• [Письменное задание 1]: Какие национальные центры, согласно отрывку о лагере, зародились и укрепились там?

И теперь-то -- ослепло и оглохло начальство! По видимости и пузатый майор
и его заместитель капитан Прокофьев, тоже пузатый, и все надзиратели --
свободно ходили по зоне, где им ничто не угрожало, двигались между нами,
смотрели на нас -- а не видели ничего! Потому что ничего не может без
доносчика увидеть и услышать человек, одетый в форму: перед его подходом
замолчат, отвернутся, спрячут, уйдут... Где-то рядом томились от желания
продать товарищей верные осведомители -- но ни один из них не подавал даже
тайного знака.
Отказал работать тот самый осведомительный аппарат, на котором только и
зиждилась десятилетиями слава всемогущих всезнающих [Органов].
Как будто те же бригады ходили на те же объекты (впрочем, теперь мы
сговаривались и конвою сопротивляться, не давать поправлять пятёрки,
пересчитывать нас на марше -- и удавалось! не стало среди нас стукачей -- и
автоматчики тоже послабели.) Работали, чтобы закрыть благополучно наряды.
Возвращались и разрешали надзирателям обыскивать себя, как и прежде (а ножи
-- никогда не находились!). Но на самом деле уже не бригады, искусственно
сбитые администрацией, а совсем другие людские объединения связывали людей,
и раньше всего -- нации. Зародились и укрепились недоступные стукачам
национальные центры: украинский, объединённый мусульманский, эстонский,
литовский. Никто их не выбирал, но так справедливо по старшинству, по
мудрости, по страданиям они сложились, что авторитет их для своей нации не
оспаривался. Очевидно, появился и объединяющий консультативный орган -- так
сказать "Совет национальностей". *(3)
Бригады оставались те же и столько же, но вот что странно: в лагере [не
стало хватать бригадиров]! -- невиданное для ГУЛага явление! Сперва их
утечка была естественна: один лег в больницу, другой ушёл на хоздвор, тому
срок подошёл освобождаться. Но всегда в резерве у нарядчиков была жадная
толпа искателей: за кусок сала, за свитер получить бригадирское место.
Теперь же не только не было искателей, но были такие бригадиры, которые
каждый день переминались в ППЧ, прося снимать их поскорей.
Такое начиналось время, что старые бригадирские методы -- вгонять
работягу в деревянный бушлат, отпали безнадёжно, а новые изобрести было дано
не всем. И скоро до того уже стало с бригадирами плохо, что нарядчик
приходил в бригадную секцию покурить, поболтать и просто просил: "Ребята, ну
нельзя ж без бригадира, безобразие! Ну, выберите вы себе кого-нибудь, мы
сразу его проведём!"

• [Представленные данные]:
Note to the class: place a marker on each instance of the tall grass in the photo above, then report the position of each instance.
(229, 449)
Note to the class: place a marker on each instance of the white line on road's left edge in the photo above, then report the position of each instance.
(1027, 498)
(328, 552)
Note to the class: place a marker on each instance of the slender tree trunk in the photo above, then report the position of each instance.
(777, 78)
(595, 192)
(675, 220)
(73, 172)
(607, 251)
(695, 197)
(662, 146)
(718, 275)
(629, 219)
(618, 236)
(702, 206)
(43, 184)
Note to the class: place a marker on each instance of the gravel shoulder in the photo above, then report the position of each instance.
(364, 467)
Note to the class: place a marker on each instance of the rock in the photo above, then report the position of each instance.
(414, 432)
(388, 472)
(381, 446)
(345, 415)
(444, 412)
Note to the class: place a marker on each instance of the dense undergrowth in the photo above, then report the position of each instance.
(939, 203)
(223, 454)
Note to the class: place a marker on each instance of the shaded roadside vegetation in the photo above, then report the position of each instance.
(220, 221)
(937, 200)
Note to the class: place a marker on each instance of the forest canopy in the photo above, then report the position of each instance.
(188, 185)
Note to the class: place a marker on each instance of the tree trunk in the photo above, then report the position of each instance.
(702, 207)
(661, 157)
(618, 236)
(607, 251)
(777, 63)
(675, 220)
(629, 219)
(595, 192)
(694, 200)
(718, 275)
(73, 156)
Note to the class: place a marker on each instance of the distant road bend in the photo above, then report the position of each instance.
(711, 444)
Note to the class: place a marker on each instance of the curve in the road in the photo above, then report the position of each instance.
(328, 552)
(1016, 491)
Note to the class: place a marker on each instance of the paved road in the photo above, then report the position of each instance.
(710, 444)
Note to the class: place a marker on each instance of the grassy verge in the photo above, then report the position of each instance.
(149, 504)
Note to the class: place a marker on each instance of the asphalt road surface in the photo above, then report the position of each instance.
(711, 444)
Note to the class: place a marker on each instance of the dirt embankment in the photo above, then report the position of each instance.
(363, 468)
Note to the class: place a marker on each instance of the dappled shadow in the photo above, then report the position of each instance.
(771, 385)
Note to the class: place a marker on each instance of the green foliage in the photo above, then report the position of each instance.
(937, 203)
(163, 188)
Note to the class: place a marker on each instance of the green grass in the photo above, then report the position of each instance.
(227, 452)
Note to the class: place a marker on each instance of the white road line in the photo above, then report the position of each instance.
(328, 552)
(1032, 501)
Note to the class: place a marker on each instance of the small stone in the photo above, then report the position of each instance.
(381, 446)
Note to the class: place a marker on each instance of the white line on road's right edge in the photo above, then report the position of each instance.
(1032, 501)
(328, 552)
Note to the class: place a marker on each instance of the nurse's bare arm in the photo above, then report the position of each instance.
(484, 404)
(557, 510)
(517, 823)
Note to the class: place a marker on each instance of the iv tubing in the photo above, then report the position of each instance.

• [Письменное задание 2]: Дословно процитируйте фрагмент записей от строки, содержащей "of the curve", до строки, содержащей "(1016, 491)", включая обе эти строки.

• [Ответ 1]: Украинский, объединённый мусульманский, эстонский и литовский.

• [Ответ 2]:
Note to the class: place a marker on each instance of the curve in the road in the photo above, then report the position of each instance.
(328, 552)
(1016, 491)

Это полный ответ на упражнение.